DOCUMENT SECTION:

::::::::

ClusterEnG

k-means clustering

Brief Description

k-means clustering is one of the most popular techniques used in data mining to partition n observations into k clusters (k ≤ n). K-means clustering algorithm aims to minimize within-cluster variance. In other words, for a given set of d-dimensional observations (x₁, x₂, x₃, ..., x_n), k-means clustering algorithm successively assigns observations to a cluster C = {C₁, C₂, ..., C_k} so that $\sum\limits_{i=1}^k \sum\limits_{x \in C_i} \| x - \mu_i \|^2 $ is minimized, where μ_i is the mean of the ‘current’ cluster C_i.
First, the algorithm randomly initializes k number of means(centers) and then assigns each observation to the nearest mean. In the next step, centers of the newly formed clusters are taken to be the new means, just like the way to find center of mass. The algorithm is repeated until convergence of k centers.

::::::::

STORED DATA:

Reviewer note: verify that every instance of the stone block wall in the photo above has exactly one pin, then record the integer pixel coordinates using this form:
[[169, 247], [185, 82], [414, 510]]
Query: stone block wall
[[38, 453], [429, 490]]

::::::::

WHAT TO DO:
Pick up the k-means clustering description after its last sentence and carry it further. The listing has nothing to do with the k-means clustering text.

RESULT FOR THIS TASK:
Algorithm Steps

Randomly select k cluster centers, (μ₁, μ₂, …, μ_k).
Calculate the distance, usually Euclidean distance between each data point x_i ∈ (x₁, x₂, …, x_n) and k centers.
d(x_i, μ_j)=∥x_i − μ_j∥²
where i ∈ (1, 2, ..., n),j ∈ (1, 2, ..., k)∀i
Assignment step: Assign each data point to the cluster center whose center yields the least within-cluster variance which is sum of squared distances.
Update step: Recalculate the new centers of each cluster, just like finding centers of mass.
$$\mu_i^{(t)}=\frac{1}{|C_i^{(t)}|}\sum_{x_i\in C_K}\|x_i-\mu_i\|^2$$
Repeat step 3) and 4) until the centers do not change.

Pros.

- Easy to understand

- Fast and relatively efficient

- Best results are obtained when data points are well separated

- Always converges

Cons.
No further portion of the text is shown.